It seems, as with many other things, everyone wants to see this as a black-and-white issue: "Are they one people or two people? They can share thoughts!" We're of course not used to it, but the fact is there's a continuum here. They are more linked than any other two people, but they do have separate brains, with separate connections. This is an example of an issue where you just can't pigeonhole them into one or the other.
Another thing is that we can't help but imagine what it would be like if we ourselves were today suddenly stuck with someone else like that, but that's not how they will experience life; they will be growing up like that, with no experience of any other life.
That's an interesting point. I'm reminded of the way we perceive colors. We may see completely different things as "green", but because they've been given that linguistic label, we can identify them as the same. However, if I see red when you see green, it's fundamentally impossible to explain or imagine that.
This being Hacker News, however, I think there are broader implications. Understanding what Tatiana and Krista experience may prove invaluable if we develop some sort of direct neural interface. It's already been shown that we can adapt to synthetic limbs or additional sensory inputs. (Interesting experiments done with magnetometer sensing http://feelspace.cogsci.uni-osnabrueck.de/en/index.html) However, I feel like this could prove it possible to directly inject data into the brain, since everything we experience is from sensory input.
Basically, is telepathy fundamentally possible? Or would the raw neural data be incompatible across brains? I think these twins could explain a lot about that.
That's an interesting point. I'm reminded of the way we perceive colors. We may see completely different things as "green", but because they've been given that linguistic label, we can identify them as the same. However, if I see red when you see green, it's fundamentally impossible to explain or imagine that.
I hear this analogy all the time but it makes no sense to me. A color is either physical light or the idea in your head of a particular color. If we agree on both of those, what is left that could be meaningfully compared to decide if we are "experiencing" it as the same or different?
Could I be experiencing a poodle as a banana, even though I think it's called a poodle and it actually is a poodle?
The only way that we agree on what a color is is through its physical manifestation. This has worked for all of our existence because when you tell me to think of green, we're referencing something that we both sense.
But this doesn't work if you convey "original" thought. If I imagine something, I can only describe it to you, and there's is no way to be sure you are experiencing what I imagined. What you experience is based on how you process that input and what you think of. Your brain may be set up completely differently from mine, so would they be compatible?

§ REQUIRED WORK
Transcribe word for word the part of the twins discussion starting at "It seems, as" and ending at "any other life.".

§ RECORDED DATA
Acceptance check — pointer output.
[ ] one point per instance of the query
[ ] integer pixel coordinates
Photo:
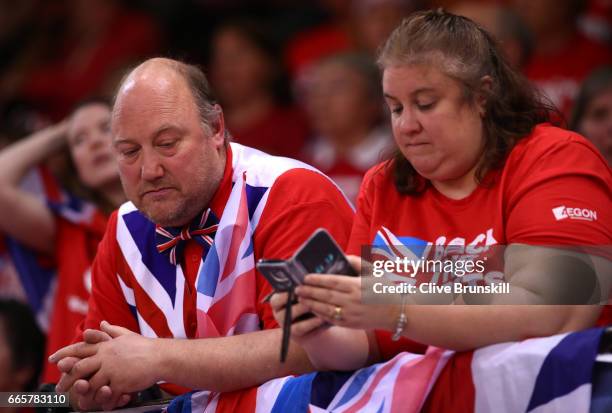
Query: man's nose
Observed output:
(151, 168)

--

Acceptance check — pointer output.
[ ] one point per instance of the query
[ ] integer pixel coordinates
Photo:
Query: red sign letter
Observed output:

§ RESULT
It seems, as with many other things, everyone wants to see this as a black-and-white issue: "Are they one people or two people? They can share thoughts!" We're of course not used to it, but the fact is there's a continuum here. They are more linked than any other two people, but they do have separate brains, with separate connections. This is an example of an issue where you just can't pigeonhole them into one or the other.
Another thing is that we can't help but imagine what it would be like if we ourselves were today suddenly stuck with someone else like that, but that's not how they will experience life; they will be growing up like that, with no experience of any other life.